>> begin Records shown

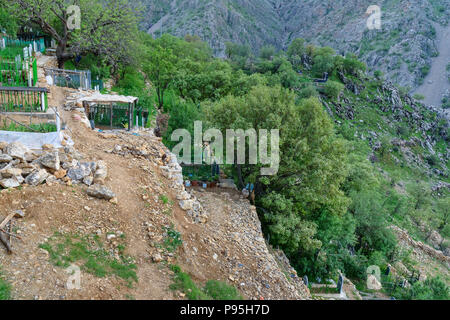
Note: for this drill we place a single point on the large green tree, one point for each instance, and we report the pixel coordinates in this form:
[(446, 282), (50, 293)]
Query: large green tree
[(312, 162), (106, 27)]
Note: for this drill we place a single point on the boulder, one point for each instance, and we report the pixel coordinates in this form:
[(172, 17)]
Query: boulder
[(59, 174), (101, 172), (80, 172), (435, 239), (88, 180), (50, 160), (5, 158), (36, 177), (47, 147), (9, 183), (100, 192), (11, 172), (17, 150), (186, 204)]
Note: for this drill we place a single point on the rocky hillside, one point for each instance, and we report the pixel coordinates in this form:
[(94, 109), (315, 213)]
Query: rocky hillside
[(403, 48)]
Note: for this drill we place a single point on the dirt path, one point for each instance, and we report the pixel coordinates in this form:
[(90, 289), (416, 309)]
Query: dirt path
[(68, 209), (436, 83)]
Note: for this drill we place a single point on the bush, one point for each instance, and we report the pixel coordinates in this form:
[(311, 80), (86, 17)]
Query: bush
[(333, 89), (213, 290), (430, 289), (5, 289), (308, 92)]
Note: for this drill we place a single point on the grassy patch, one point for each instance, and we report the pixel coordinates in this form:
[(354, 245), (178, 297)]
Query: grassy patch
[(65, 249), (213, 289), (172, 239)]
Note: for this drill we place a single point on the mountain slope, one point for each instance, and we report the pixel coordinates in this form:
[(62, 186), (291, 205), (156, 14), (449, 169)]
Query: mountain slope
[(403, 48)]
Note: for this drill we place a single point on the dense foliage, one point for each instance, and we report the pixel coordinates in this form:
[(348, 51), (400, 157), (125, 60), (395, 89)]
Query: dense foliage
[(328, 207)]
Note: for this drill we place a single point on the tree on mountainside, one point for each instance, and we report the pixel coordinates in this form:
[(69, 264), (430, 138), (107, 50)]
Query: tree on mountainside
[(8, 23), (312, 162), (106, 27), (159, 67)]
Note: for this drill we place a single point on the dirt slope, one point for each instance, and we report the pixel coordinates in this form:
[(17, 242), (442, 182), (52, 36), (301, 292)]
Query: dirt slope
[(141, 215)]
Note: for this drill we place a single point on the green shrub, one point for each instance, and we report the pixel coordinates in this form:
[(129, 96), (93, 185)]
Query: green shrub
[(308, 92), (333, 89), (213, 290), (5, 289), (430, 289)]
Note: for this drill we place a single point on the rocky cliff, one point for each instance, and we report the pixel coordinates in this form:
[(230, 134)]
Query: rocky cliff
[(403, 48)]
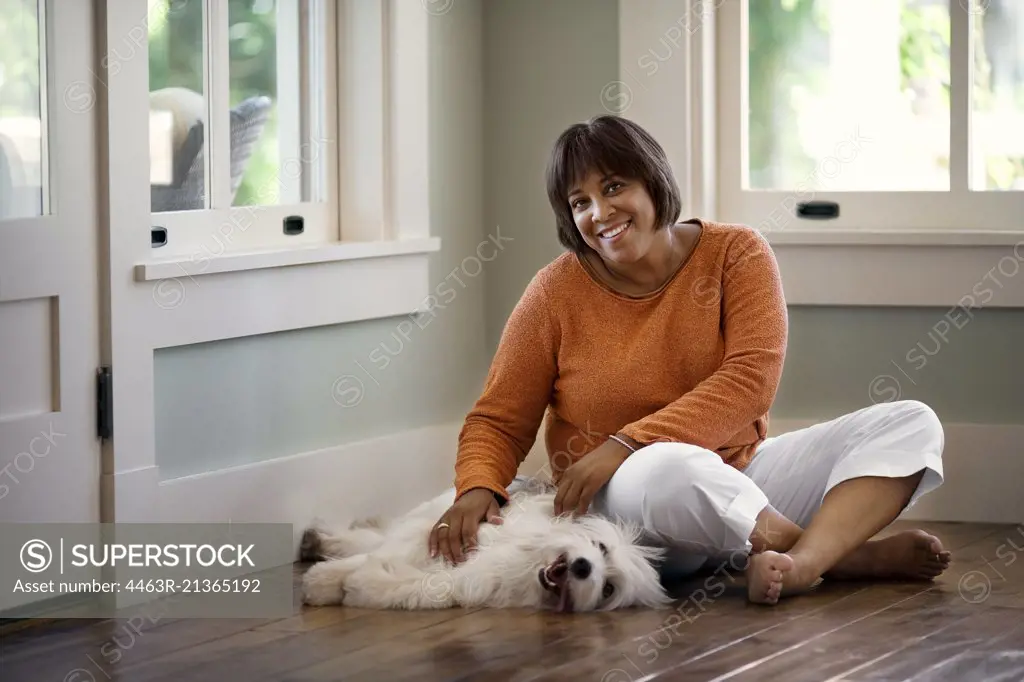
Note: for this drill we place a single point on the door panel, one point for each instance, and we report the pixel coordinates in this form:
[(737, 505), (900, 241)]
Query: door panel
[(49, 296)]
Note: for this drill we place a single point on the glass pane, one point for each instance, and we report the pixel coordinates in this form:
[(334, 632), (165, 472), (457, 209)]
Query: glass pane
[(24, 171), (177, 107), (848, 95), (997, 96), (275, 155)]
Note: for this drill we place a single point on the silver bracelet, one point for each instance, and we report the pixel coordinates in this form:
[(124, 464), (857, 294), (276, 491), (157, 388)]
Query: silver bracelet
[(628, 445)]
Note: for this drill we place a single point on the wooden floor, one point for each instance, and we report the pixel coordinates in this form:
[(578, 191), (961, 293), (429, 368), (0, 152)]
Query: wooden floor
[(968, 625)]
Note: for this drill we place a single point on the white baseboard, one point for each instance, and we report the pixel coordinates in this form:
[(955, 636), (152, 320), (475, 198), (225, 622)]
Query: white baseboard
[(390, 474), (381, 476)]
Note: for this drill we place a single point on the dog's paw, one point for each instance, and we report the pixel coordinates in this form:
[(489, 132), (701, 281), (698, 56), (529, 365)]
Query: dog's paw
[(373, 522), (321, 587), (311, 546)]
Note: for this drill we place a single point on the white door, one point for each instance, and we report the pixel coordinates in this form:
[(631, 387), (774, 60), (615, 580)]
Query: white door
[(49, 301)]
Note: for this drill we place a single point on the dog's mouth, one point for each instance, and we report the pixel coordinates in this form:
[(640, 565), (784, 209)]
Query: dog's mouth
[(555, 579)]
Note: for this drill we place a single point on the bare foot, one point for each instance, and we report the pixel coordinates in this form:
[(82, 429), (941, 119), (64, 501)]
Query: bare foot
[(771, 576), (907, 555)]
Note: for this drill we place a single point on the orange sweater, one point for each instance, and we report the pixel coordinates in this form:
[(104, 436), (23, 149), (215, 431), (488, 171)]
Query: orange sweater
[(697, 361)]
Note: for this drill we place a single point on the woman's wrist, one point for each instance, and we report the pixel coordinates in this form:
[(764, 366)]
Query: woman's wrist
[(626, 442)]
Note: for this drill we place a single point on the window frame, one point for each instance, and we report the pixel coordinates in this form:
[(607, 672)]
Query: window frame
[(944, 214), (373, 135), (677, 98)]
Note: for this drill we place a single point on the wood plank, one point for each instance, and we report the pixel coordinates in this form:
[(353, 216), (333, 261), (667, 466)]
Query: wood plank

>> end Records shown

▶ _What you are asked to do_
Quote the items word for word, starting at the line that contains "rocky cliff, one" and ending at the line that contains "[(49, 296)]", with both of those lines included. Leave out any picture from your answer.

▶ _Exercise solution_
Note: for this drill we place a single point on the rocky cliff, one point for each instance, and we report the pixel coordinates in this form:
[(230, 134)]
Query: rocky cliff
[(403, 48)]
Note: for this drill we place a single point on the door panel, one point for each instance, and we report the pixel coordinates in this form:
[(737, 505), (900, 241)]
Query: door panel
[(49, 296)]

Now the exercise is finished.